- [Records supplied]:
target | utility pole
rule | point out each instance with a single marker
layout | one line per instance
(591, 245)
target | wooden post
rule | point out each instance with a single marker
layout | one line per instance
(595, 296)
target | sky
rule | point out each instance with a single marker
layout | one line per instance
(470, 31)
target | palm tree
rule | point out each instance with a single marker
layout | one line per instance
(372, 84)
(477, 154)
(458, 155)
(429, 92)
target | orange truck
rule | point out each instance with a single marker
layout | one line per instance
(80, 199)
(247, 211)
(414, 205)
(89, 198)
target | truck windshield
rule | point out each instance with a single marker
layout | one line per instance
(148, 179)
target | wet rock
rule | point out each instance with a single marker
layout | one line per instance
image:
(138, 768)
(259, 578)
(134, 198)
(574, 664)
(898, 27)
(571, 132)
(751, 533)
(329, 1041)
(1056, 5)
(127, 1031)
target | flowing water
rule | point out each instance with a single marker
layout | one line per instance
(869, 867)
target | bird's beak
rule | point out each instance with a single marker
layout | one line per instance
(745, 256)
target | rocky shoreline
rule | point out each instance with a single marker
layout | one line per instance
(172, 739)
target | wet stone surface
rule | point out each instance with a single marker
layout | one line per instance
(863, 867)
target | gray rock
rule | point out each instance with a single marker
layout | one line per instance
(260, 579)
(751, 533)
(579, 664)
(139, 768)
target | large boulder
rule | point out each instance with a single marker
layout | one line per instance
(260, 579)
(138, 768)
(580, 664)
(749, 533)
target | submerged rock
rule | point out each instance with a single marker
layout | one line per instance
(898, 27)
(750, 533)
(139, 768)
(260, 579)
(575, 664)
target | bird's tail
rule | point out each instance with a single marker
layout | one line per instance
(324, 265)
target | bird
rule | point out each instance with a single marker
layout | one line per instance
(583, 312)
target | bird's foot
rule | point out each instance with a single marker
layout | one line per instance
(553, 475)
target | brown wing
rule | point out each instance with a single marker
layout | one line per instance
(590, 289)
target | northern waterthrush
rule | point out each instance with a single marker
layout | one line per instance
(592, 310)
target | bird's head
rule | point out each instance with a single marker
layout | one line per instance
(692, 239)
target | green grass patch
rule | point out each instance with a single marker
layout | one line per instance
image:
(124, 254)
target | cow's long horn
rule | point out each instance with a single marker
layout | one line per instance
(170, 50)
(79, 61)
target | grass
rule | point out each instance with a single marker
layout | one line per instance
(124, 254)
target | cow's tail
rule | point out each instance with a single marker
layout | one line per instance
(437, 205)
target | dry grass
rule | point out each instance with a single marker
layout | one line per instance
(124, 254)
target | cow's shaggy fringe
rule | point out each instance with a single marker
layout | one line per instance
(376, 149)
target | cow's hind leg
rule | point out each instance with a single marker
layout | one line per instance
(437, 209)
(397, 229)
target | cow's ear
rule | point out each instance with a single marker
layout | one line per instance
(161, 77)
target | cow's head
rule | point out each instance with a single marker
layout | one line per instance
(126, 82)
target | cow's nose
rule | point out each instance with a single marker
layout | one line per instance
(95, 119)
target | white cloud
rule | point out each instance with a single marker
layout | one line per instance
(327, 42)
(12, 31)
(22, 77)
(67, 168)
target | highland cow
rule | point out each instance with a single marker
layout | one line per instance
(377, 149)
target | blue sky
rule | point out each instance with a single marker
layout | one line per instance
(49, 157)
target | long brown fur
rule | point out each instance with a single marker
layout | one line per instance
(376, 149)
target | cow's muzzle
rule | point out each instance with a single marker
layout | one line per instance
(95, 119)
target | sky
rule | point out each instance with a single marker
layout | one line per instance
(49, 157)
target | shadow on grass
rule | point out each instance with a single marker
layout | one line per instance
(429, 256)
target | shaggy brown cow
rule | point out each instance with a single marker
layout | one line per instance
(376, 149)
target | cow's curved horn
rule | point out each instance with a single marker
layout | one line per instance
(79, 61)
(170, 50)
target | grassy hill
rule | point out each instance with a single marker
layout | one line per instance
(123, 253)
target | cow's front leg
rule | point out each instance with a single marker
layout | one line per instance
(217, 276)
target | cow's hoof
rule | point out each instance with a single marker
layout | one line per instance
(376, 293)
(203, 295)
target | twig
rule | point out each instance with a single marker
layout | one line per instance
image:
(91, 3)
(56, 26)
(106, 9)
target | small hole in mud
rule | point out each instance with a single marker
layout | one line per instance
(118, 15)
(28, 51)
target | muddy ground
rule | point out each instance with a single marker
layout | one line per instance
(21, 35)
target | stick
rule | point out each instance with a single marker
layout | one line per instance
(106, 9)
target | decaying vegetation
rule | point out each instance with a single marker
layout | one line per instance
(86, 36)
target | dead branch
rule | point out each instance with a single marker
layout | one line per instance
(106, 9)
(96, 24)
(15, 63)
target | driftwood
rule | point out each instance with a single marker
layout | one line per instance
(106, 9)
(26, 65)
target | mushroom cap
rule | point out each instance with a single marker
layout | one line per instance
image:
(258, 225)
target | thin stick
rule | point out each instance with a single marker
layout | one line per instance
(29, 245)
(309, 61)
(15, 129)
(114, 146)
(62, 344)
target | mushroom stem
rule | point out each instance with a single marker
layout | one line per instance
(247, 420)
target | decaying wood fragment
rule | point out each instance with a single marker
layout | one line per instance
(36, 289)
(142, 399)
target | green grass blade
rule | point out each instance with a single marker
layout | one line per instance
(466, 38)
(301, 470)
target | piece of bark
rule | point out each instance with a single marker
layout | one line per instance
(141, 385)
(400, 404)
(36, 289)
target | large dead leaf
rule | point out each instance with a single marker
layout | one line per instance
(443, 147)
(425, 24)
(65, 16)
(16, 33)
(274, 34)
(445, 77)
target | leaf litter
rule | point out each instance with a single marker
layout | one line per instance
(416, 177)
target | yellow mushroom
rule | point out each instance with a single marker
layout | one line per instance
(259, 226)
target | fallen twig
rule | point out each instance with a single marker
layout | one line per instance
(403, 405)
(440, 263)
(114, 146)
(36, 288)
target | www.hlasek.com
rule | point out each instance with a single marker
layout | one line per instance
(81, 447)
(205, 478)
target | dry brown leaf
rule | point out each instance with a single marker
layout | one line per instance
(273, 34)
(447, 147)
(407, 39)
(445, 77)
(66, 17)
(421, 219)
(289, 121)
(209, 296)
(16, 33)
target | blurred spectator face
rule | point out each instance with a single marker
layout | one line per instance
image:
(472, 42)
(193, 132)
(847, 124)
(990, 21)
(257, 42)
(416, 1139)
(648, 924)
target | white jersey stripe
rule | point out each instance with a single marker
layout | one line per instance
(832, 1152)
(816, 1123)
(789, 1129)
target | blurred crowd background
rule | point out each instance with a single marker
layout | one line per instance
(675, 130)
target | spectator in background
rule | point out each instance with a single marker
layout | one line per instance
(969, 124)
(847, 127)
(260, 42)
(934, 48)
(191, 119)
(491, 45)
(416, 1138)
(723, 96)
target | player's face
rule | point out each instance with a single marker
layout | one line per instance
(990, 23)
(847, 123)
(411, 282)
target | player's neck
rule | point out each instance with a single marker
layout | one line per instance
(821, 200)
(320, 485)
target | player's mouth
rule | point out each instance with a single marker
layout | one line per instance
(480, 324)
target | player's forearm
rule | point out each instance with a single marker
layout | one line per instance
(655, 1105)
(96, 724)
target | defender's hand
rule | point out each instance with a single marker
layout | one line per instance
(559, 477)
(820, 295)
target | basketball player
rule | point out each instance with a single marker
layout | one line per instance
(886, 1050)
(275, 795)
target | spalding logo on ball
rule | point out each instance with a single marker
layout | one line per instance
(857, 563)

- [Aim]: Your task is to output all of the data above word for word.

- [Exercise response]:
target | utility pole
rule | point out each instance with a single marker
layout | one line per instance
(591, 245)
target | wooden post
rule | point out each instance with a single marker
layout | one line per instance
(595, 296)
target | sky
rule | point out each instance with a single marker
layout | one line per instance
(470, 31)
target | palm tree
rule | point out each instance with a single marker
layout | one line per instance
(372, 84)
(477, 154)
(458, 155)
(429, 92)
target | orange truck
rule | point out each instance with a single marker
layout | one line per instance
(80, 199)
(247, 211)
(414, 205)
(89, 198)
target | truck windshield
rule | point out each instance with a single marker
layout | one line per instance
(148, 179)
target | wet rock
rule | point out each instance with a single marker
layout | one line per instance
image:
(138, 768)
(259, 578)
(134, 198)
(574, 664)
(898, 27)
(571, 132)
(751, 533)
(329, 1041)
(1056, 5)
(127, 1031)
target | flowing water
rule | point out each instance with a single marker
layout | one line per instance
(869, 867)
target | bird's beak
rule | point out each instance with a single marker
layout | one line per instance
(745, 256)
target | rocky shoreline
rule | point out each instance with a single marker
layout | one line per instance
(172, 739)
target | wet stone surface
rule | point out each instance with a single marker
layout | one line per instance
(863, 867)
target | gray rock
rule | point out each instance with a single marker
layout | one line per instance
(260, 579)
(751, 533)
(579, 664)
(139, 768)
target | large boulder
rule | point out each instance with a single marker
layout | one line per instance
(260, 579)
(138, 768)
(580, 664)
(749, 533)
target | submerged rock
rule | point out each instance with a single marker
layout | one line per instance
(898, 27)
(750, 533)
(139, 768)
(260, 579)
(575, 664)
target | bird's tail
rule | point out each instance with a single marker
layout | one line per instance
(324, 265)
target | bird
rule | point out each instance with a single marker
layout | one line per instance
(583, 312)
target | bird's foot
rule | point out each instance with a single marker
layout | one line per instance
(553, 475)
target | brown wing
rule | point out each instance with a single marker
layout | one line per instance
(590, 289)
target | northern waterthrush
rule | point out each instance with a single marker
layout | one line per instance
(592, 310)
target | bird's head
rule | point out each instance with a single marker
layout | one line per instance
(692, 239)
target | green grass patch
rule | point out each instance with a single marker
layout | one line per instance
image:
(124, 254)
target | cow's long horn
rule | point out each instance with a single marker
layout | one line per instance
(170, 50)
(79, 61)
target | grass
rule | point out each instance with a single marker
layout | one line per instance
(124, 254)
target | cow's tail
rule | point out each instance with a single marker
layout | one line per instance
(437, 205)
target | dry grass
rule | point out each instance with a single marker
layout | one line per instance
(124, 254)
target | cow's shaggy fringe
rule | point out each instance with a single marker
layout | one line per instance
(376, 149)
target | cow's hind leg
rule | point out each instance with a single marker
layout | one line per instance
(437, 209)
(397, 229)
target | cow's ear
rule | point out each instance with a single marker
layout | one line per instance
(161, 77)
target | cow's head
rule | point out each instance with a single marker
layout | one line per instance
(126, 82)
target | cow's nose
rule | point out each instance with a single marker
layout | one line per instance
(95, 119)
target | white cloud
rule | point out each instance with a single marker
layout | one line per instance
(327, 42)
(12, 31)
(22, 77)
(67, 168)
target | highland cow
rule | point out each instance with a single marker
layout | one line per instance
(377, 149)
target | blue sky
rule | point out each instance with a single marker
layout | one line per instance
(49, 157)
target | long brown fur
rule | point out each instance with a single marker
layout | one line per instance
(376, 149)
target | cow's muzzle
rule | point out each instance with a single marker
layout | one line per instance
(95, 119)
target | sky
rule | point out each instance with a single marker
layout | one line per instance
(49, 157)
target | shadow on grass
rule | point out each instance with a single marker
layout | one line per instance
(429, 256)
target | shaggy brown cow
rule | point out each instance with a single marker
layout | one line per instance
(376, 149)
target | cow's curved horn
rule | point out each instance with a single marker
layout | one line per instance
(79, 61)
(170, 50)
target | grassy hill
rule | point out each instance with a single marker
layout | one line per instance
(123, 253)
target | cow's front leg
rule | point out each instance with a single marker
layout | one line per instance
(217, 276)
target | cow's hoof
rule | point out each instance with a single marker
layout | one line per instance
(376, 293)
(203, 295)
target | twig
rule | point out each instance with a single marker
layout | one line per instance
image:
(91, 3)
(56, 26)
(106, 9)
target | small hole in mud
rule | point out each instance with a single marker
layout | one line per instance
(118, 15)
(28, 51)
target | muddy ground
rule | point out each instance with a single marker
layout | one line per instance
(21, 35)
target | stick
rule | point out each instance with a single marker
layout | one line per instance
(106, 9)
target | decaying vegetation
rule | point out each instance with a single marker
layout | one line per instance
(86, 36)
target | dead branch
rule | point out each instance with a single marker
layout | one line per instance
(106, 9)
(96, 24)
(15, 63)
target | driftwood
rule | point out each instance with a single marker
layout | one line per instance
(106, 9)
(26, 65)
target | mushroom cap
rule | point out each instance with a single marker
layout | one line per instance
image:
(258, 225)
target | thin stick
rule | point out each instance with a single marker
layout | one line per instance
(29, 245)
(309, 61)
(15, 129)
(114, 146)
(62, 344)
target | mushroom stem
rule | point out each instance with a single marker
layout | one line per instance
(247, 420)
target | decaying wood fragment
rule | point out each instance with a single marker
layout | one line per instance
(36, 289)
(142, 399)
target | green grass blade
rule | point out each instance with a single marker
layout | one line per instance
(466, 38)
(301, 470)
target | piece of bark
rule | point out each instance with a single marker
layout | one line per instance
(141, 385)
(400, 404)
(36, 289)
target | large dead leaf
rule | point out each instance with a single marker
layout | one line per instance
(443, 147)
(425, 24)
(65, 16)
(16, 33)
(274, 34)
(445, 77)
target | leaf litter
rule | point out each instance with a single marker
layout | one line per instance
(416, 177)
target | yellow mushroom
rule | point out each instance with a single marker
layout | one line per instance
(259, 226)
target | fallen twig
rule | point out each instance with a single marker
layout | one line per instance
(403, 405)
(440, 263)
(114, 146)
(36, 288)
target | www.hlasek.com
rule | point out each instance with a single marker
layout | one line per instance
(81, 447)
(205, 478)
target | dry brown leaf
rule | point out each instance with a single marker
layout | one line per instance
(273, 34)
(447, 147)
(407, 39)
(445, 77)
(66, 17)
(421, 219)
(289, 121)
(209, 296)
(16, 33)
target | blurred spectator face
rule | point out each instance with a single marker
layout | one line per instance
image:
(472, 42)
(193, 132)
(847, 124)
(990, 21)
(257, 42)
(416, 1139)
(648, 924)
target | white jersey stripe
rule | point out each instance with a single marker
layout | one line per instance
(832, 1152)
(816, 1123)
(789, 1129)
target | blurred crowd background
rule | point out each instance with a single marker
layout | one line per instance
(675, 130)
target | spectator in background
rule | point out each instance with a single marker
layout | one line per instance
(969, 124)
(847, 127)
(260, 42)
(934, 48)
(191, 119)
(491, 45)
(416, 1138)
(723, 96)
target | player's face
rule | point out each instance with a single marker
layout | one line per instance
(990, 23)
(847, 123)
(411, 282)
target | player's neck
rule | point out each instance with a single marker
layout | one line per instance
(821, 200)
(320, 485)
target | player's mouth
rule | point out each instance with a single marker
layout | one line per instance
(480, 324)
target | player's forearm
rule | point out each instance with a single marker
layout | one line per instance
(655, 1105)
(96, 724)
target | defender's hand
rule | point out each instance with a single marker
layout | one line per instance
(559, 477)
(820, 295)
target | basketball player
rule | point out each instance with a single marker
layout | one line per instance
(886, 1050)
(275, 795)
target | spalding logo on ball
rule | point out each instance with a single marker
layout | one line per instance
(857, 563)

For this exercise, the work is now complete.